[[ Records open ]]
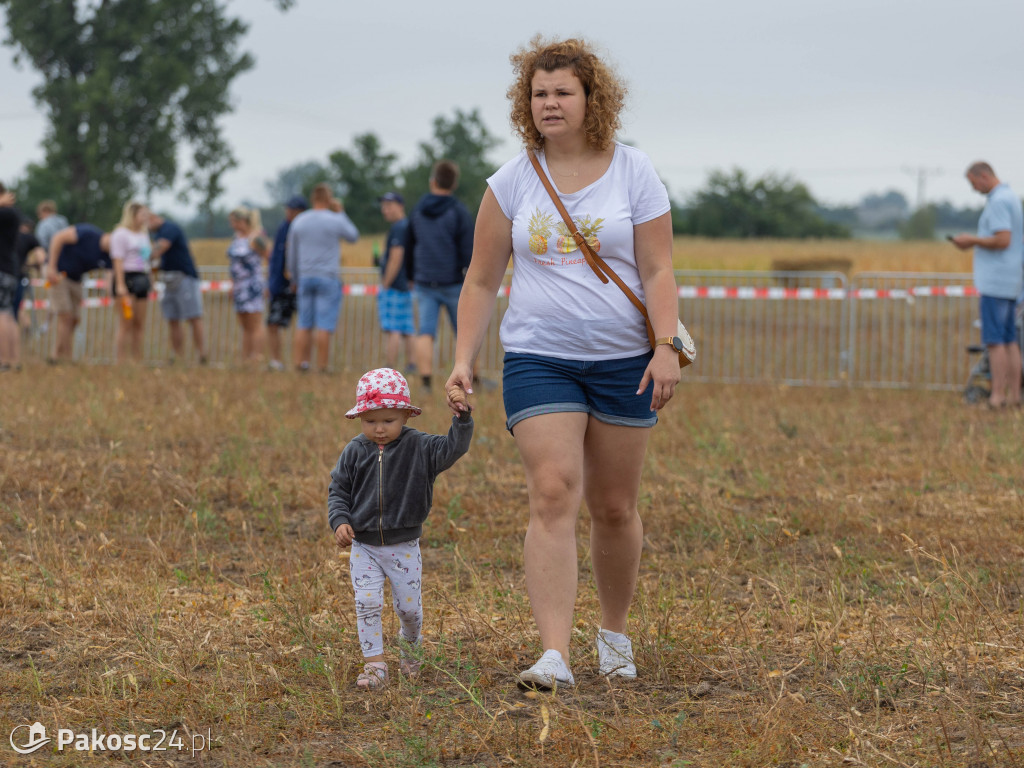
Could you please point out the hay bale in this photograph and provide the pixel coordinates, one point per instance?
(787, 269)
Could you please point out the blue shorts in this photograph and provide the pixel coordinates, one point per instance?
(998, 325)
(395, 311)
(320, 303)
(429, 300)
(535, 385)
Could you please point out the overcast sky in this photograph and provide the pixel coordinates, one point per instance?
(849, 97)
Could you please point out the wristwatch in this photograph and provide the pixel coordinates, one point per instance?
(674, 341)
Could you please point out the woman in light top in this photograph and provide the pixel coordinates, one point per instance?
(130, 249)
(247, 255)
(582, 386)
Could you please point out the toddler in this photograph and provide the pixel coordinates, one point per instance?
(380, 494)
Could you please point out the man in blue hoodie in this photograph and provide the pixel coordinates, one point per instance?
(438, 246)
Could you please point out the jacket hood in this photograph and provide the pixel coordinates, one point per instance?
(434, 205)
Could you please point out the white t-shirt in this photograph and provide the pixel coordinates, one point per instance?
(133, 247)
(558, 306)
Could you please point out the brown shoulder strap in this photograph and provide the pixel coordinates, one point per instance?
(599, 265)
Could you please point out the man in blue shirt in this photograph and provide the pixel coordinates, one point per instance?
(998, 275)
(182, 299)
(394, 302)
(282, 297)
(438, 246)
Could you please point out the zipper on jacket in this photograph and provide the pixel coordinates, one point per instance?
(380, 492)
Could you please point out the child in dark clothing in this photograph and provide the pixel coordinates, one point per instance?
(380, 494)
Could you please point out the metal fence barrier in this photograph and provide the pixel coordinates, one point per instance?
(881, 329)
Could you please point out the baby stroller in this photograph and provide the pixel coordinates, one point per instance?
(979, 380)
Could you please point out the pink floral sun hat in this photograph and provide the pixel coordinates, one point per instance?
(382, 387)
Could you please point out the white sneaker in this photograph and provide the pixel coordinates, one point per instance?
(549, 673)
(614, 654)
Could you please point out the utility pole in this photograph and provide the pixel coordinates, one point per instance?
(922, 173)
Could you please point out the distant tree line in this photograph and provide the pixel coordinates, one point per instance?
(361, 173)
(125, 85)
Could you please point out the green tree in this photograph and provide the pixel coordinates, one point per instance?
(360, 176)
(732, 206)
(296, 179)
(125, 84)
(464, 139)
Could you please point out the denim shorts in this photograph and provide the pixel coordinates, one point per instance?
(535, 385)
(997, 321)
(395, 311)
(320, 302)
(429, 300)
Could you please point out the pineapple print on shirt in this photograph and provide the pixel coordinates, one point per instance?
(540, 226)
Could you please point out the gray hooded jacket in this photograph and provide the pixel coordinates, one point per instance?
(385, 493)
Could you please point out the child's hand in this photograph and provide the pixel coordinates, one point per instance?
(344, 535)
(458, 399)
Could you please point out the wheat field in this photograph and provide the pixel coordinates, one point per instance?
(757, 255)
(829, 578)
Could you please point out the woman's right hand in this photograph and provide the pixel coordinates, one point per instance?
(461, 379)
(343, 535)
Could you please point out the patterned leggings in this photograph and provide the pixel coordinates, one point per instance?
(371, 566)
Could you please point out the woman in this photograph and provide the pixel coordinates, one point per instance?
(582, 386)
(248, 254)
(130, 249)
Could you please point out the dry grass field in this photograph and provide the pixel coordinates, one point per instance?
(830, 578)
(700, 253)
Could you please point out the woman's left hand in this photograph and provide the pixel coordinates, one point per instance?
(664, 372)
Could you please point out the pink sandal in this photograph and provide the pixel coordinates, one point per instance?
(374, 676)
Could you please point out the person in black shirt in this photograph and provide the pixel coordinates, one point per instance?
(10, 270)
(74, 251)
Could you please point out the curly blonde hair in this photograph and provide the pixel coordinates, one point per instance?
(604, 90)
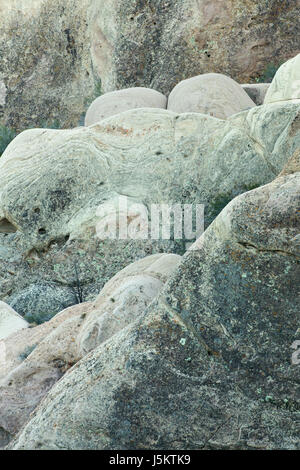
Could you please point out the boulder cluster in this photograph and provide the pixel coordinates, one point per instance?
(143, 343)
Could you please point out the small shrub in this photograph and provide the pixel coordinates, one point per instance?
(6, 136)
(27, 351)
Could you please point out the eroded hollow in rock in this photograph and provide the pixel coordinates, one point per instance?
(7, 227)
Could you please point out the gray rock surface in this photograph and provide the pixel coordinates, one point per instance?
(45, 63)
(35, 360)
(40, 302)
(286, 83)
(157, 44)
(124, 298)
(119, 101)
(257, 92)
(197, 159)
(40, 366)
(208, 365)
(56, 53)
(10, 321)
(212, 93)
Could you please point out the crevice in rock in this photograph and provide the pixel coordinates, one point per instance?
(7, 227)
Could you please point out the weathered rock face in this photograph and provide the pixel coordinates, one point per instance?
(257, 92)
(54, 347)
(34, 367)
(197, 159)
(21, 343)
(10, 321)
(124, 298)
(158, 44)
(208, 365)
(56, 51)
(45, 71)
(117, 102)
(210, 93)
(286, 83)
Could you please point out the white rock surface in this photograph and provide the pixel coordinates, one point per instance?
(124, 298)
(212, 93)
(286, 83)
(10, 321)
(119, 101)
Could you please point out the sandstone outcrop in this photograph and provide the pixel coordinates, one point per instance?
(208, 365)
(124, 298)
(257, 92)
(10, 321)
(51, 237)
(117, 102)
(286, 83)
(36, 360)
(57, 52)
(212, 93)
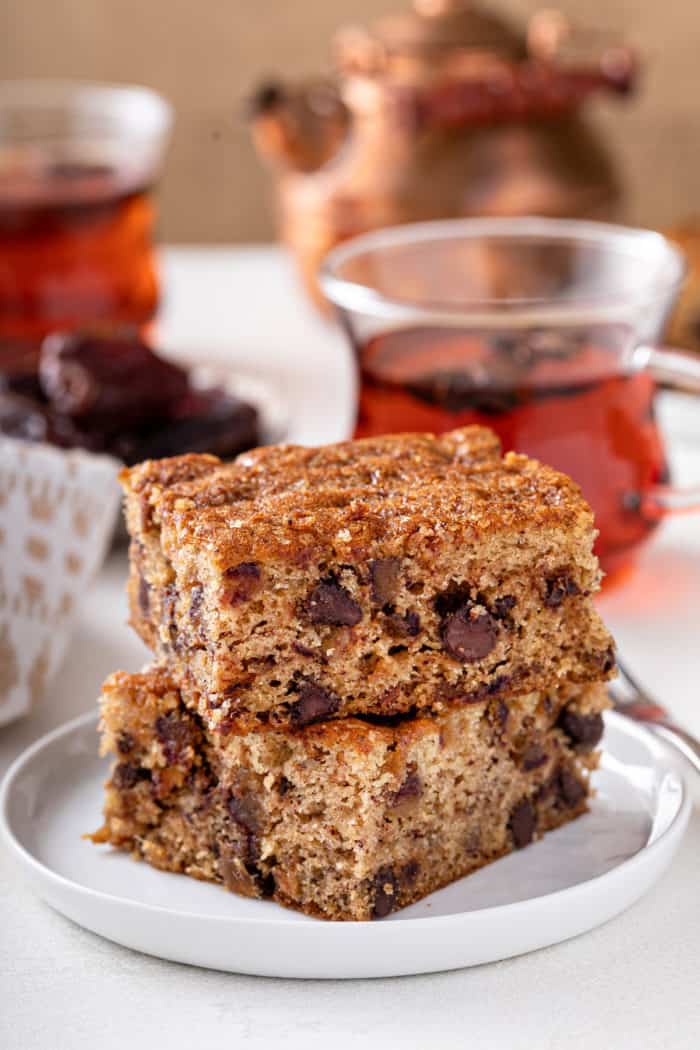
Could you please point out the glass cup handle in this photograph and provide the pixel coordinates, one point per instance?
(680, 370)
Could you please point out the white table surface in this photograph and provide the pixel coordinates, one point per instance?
(630, 985)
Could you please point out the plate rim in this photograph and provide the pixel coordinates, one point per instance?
(42, 872)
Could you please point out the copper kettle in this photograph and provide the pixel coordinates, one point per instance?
(443, 110)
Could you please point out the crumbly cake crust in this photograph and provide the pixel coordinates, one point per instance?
(377, 576)
(345, 819)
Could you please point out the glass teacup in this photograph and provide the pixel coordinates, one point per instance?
(544, 330)
(78, 163)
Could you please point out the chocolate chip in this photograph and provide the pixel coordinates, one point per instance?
(556, 588)
(330, 603)
(409, 872)
(386, 893)
(125, 743)
(571, 790)
(168, 611)
(487, 689)
(126, 776)
(468, 637)
(452, 600)
(384, 573)
(411, 788)
(502, 712)
(404, 626)
(241, 582)
(196, 597)
(314, 705)
(533, 757)
(584, 731)
(244, 810)
(503, 607)
(523, 823)
(306, 651)
(144, 595)
(173, 733)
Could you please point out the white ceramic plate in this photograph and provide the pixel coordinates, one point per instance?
(575, 879)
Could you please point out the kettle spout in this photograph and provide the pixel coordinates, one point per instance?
(298, 127)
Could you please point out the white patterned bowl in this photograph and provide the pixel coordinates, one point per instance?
(57, 517)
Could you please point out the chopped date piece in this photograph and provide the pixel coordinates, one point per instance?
(126, 775)
(173, 733)
(20, 417)
(407, 625)
(584, 731)
(384, 572)
(125, 743)
(332, 604)
(570, 789)
(245, 811)
(468, 637)
(241, 582)
(90, 375)
(503, 607)
(144, 595)
(386, 893)
(522, 824)
(533, 757)
(411, 788)
(314, 705)
(219, 424)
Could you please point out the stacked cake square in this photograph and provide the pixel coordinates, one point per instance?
(377, 668)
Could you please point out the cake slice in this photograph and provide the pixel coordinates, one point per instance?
(375, 576)
(349, 819)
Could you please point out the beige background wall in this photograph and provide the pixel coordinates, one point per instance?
(205, 55)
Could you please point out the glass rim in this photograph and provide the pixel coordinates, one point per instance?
(154, 113)
(635, 242)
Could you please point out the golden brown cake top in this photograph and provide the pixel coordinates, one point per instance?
(287, 502)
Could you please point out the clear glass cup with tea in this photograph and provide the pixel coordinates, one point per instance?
(544, 330)
(78, 165)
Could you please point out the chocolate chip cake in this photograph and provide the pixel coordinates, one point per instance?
(382, 576)
(345, 819)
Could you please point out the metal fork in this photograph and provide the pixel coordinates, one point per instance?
(632, 699)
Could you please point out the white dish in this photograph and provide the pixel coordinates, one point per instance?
(576, 878)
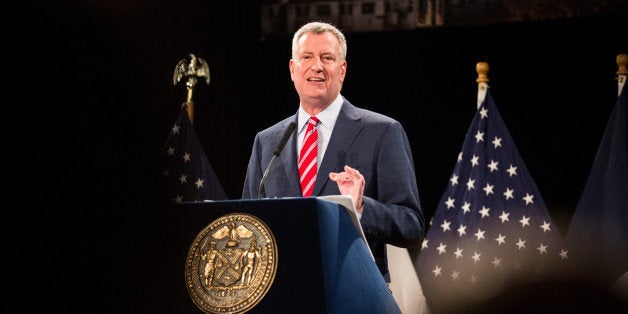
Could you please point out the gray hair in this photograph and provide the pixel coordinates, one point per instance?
(318, 28)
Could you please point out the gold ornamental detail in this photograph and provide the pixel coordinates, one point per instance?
(231, 264)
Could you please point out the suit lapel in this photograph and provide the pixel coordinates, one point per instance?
(345, 131)
(289, 159)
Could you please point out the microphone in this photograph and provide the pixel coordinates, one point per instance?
(276, 153)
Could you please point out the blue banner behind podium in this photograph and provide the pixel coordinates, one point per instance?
(323, 264)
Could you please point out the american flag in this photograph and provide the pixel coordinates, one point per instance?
(598, 233)
(491, 229)
(187, 172)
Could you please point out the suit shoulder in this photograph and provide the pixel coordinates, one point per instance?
(279, 126)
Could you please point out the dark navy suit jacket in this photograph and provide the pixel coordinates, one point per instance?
(372, 143)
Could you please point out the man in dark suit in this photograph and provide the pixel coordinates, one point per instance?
(359, 152)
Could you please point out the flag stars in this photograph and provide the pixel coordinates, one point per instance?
(424, 243)
(199, 183)
(479, 136)
(454, 180)
(441, 248)
(445, 225)
(493, 165)
(484, 211)
(462, 230)
(470, 184)
(175, 129)
(480, 234)
(504, 216)
(497, 262)
(186, 157)
(458, 253)
(466, 207)
(183, 179)
(501, 239)
(508, 193)
(542, 249)
(476, 257)
(483, 113)
(437, 271)
(473, 279)
(450, 203)
(512, 171)
(488, 189)
(529, 199)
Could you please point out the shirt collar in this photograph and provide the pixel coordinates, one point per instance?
(327, 118)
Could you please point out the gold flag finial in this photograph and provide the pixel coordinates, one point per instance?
(191, 68)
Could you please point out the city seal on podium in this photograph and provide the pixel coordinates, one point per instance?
(231, 264)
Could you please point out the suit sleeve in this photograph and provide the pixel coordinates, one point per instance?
(392, 211)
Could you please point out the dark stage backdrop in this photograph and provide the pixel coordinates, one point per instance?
(92, 101)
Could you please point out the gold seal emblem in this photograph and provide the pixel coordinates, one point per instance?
(231, 264)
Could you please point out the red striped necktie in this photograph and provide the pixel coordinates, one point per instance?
(307, 158)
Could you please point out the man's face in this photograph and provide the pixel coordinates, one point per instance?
(317, 71)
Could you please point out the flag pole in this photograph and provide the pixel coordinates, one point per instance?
(482, 80)
(622, 71)
(191, 68)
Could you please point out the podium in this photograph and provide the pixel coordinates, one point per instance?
(323, 264)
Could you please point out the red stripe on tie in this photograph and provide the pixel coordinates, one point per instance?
(307, 158)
[[ Records closed ]]
Problem: For this exercise, reproduce exactly each line from the one containing "Could you please point out the red striped" through the last line of the data, and no others.

Output for this exercise:
Could you please point out the red striped necktie in this photograph and provide the pixel coordinates, one point per instance?
(307, 158)
Could you please point out the man's face in this photograph and provide the pixel coordinates, one point per instance?
(317, 71)
Could you please point out the flag pole in this photograph and provide the pixel coordinates, one point per instance?
(482, 80)
(622, 71)
(191, 68)
Could you please point out the podium in this photograph and provide the pixel coordinates, one point per instance?
(323, 264)
Could you please point out the red stripe on tie in this photograph and provide the pixel coordinates, one point per instance?
(307, 158)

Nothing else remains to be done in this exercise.